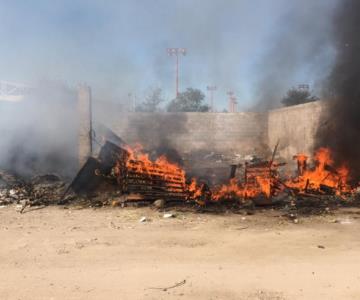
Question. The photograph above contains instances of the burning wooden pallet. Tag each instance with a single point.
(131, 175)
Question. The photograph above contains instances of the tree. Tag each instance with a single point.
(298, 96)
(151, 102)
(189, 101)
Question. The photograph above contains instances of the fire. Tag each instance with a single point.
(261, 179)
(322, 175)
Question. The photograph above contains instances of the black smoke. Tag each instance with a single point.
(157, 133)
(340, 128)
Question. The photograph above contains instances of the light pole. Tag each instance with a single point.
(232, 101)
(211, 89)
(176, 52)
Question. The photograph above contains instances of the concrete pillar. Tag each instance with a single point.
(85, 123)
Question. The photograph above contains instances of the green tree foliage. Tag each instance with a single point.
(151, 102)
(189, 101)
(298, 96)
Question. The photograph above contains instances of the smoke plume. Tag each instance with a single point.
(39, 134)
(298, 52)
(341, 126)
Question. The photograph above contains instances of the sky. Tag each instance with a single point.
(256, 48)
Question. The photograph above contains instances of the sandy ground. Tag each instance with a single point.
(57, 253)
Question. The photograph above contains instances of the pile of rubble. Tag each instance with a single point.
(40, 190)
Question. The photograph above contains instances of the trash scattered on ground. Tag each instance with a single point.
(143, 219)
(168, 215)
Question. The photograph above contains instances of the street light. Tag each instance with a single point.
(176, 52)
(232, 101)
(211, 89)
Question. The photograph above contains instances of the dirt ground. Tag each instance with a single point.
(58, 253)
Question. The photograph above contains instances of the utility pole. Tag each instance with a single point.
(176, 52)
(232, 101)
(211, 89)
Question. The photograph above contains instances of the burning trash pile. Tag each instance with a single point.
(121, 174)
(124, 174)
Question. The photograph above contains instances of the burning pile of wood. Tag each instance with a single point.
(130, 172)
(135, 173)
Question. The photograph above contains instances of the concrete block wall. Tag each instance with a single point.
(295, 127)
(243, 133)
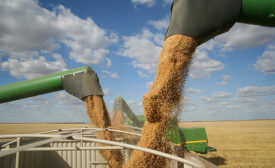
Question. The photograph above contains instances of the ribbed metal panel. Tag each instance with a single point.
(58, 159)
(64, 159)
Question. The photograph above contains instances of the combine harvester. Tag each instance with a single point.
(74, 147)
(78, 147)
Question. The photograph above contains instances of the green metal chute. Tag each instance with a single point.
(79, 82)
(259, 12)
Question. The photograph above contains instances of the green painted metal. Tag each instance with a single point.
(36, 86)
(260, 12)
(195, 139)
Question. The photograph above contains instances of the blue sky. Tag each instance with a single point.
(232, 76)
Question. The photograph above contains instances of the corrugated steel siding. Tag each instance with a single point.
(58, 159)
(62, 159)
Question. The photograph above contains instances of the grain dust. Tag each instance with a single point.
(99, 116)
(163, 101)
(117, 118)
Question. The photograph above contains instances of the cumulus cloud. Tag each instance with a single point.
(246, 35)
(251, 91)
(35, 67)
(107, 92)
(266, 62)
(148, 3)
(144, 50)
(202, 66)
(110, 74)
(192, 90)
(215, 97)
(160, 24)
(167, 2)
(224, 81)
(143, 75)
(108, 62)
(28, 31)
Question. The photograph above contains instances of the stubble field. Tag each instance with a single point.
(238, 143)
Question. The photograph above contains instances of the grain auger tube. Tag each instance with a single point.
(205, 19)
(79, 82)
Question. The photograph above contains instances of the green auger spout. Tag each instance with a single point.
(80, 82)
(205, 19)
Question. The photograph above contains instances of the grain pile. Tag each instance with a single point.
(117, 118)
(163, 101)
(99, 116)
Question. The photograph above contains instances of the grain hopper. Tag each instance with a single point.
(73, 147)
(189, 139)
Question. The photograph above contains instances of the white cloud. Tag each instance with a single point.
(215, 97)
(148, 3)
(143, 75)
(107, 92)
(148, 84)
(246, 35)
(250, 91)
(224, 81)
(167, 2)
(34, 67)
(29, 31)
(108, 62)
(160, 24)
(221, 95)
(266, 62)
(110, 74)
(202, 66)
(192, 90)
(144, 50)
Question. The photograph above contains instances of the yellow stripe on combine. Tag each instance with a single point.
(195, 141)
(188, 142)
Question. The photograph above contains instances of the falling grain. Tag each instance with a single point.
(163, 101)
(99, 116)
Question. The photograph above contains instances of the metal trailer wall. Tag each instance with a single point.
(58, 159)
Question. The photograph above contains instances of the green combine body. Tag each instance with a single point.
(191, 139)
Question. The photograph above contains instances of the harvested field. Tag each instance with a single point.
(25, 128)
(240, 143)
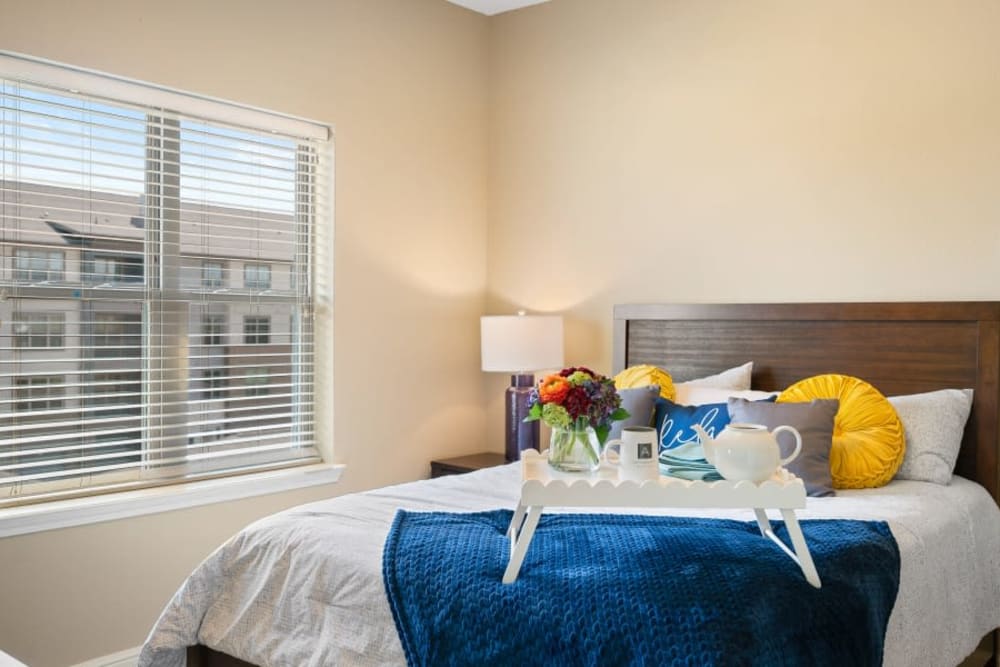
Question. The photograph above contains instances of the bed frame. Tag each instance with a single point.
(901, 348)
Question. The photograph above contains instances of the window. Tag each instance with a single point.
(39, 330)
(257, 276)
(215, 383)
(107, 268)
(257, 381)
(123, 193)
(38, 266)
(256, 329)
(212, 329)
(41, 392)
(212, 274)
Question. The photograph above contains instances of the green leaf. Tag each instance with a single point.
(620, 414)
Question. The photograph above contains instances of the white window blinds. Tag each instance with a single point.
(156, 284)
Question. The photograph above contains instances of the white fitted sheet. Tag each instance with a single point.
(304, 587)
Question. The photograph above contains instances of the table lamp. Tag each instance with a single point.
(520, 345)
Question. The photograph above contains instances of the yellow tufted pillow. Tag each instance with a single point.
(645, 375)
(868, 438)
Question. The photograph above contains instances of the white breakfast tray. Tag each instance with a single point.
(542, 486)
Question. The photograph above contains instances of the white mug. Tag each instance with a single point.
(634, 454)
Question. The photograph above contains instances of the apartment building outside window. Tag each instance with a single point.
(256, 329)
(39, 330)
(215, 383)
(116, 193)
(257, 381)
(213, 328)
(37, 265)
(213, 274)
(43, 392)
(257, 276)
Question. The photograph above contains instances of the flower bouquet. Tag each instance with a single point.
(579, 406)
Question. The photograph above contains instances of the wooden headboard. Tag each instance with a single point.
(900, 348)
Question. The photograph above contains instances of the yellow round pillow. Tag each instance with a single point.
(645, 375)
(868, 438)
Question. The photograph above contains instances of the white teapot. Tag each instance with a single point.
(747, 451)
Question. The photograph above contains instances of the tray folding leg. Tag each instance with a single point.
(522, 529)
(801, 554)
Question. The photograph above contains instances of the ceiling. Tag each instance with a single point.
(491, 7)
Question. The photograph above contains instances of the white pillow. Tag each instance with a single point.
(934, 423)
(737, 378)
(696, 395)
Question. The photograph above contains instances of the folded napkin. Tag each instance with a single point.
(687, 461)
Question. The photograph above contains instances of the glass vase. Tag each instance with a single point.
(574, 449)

» WHAT THIS TASK INVOLVES
Repeat the material word for word, starting with the line that contains "ceiling. Tag each instance with a single point." and going on through the end of the material.

» RESULT OF THE TASK
Question. The photograph above contains instances of the ceiling. Tag each instance with a single point.
(491, 7)
Question. The photograph above contains instances of the white pillow. Tag each instance with a single point.
(934, 423)
(737, 378)
(696, 395)
Question. The photograph above contains instances of the folded napkin. Tag each instance with a single point.
(687, 461)
Question. The photograph above contains instances of the glass vase. Tag each instance with a single point.
(574, 449)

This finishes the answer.